● Instructions for the task: Determine the number of lines in the following entries that hold the word "innermost". Give only that number.

[Point-per-instance localization data]
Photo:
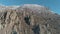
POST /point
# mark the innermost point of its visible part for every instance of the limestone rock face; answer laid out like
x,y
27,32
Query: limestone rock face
x,y
29,19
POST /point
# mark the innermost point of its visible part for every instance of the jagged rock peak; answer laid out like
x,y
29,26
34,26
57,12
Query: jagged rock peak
x,y
29,19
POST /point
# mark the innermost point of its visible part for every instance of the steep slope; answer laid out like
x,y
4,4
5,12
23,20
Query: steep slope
x,y
29,19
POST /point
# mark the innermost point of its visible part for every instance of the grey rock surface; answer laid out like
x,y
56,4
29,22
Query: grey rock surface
x,y
29,19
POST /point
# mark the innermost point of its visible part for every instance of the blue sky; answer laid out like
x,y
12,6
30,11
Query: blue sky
x,y
54,5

● The answer: 5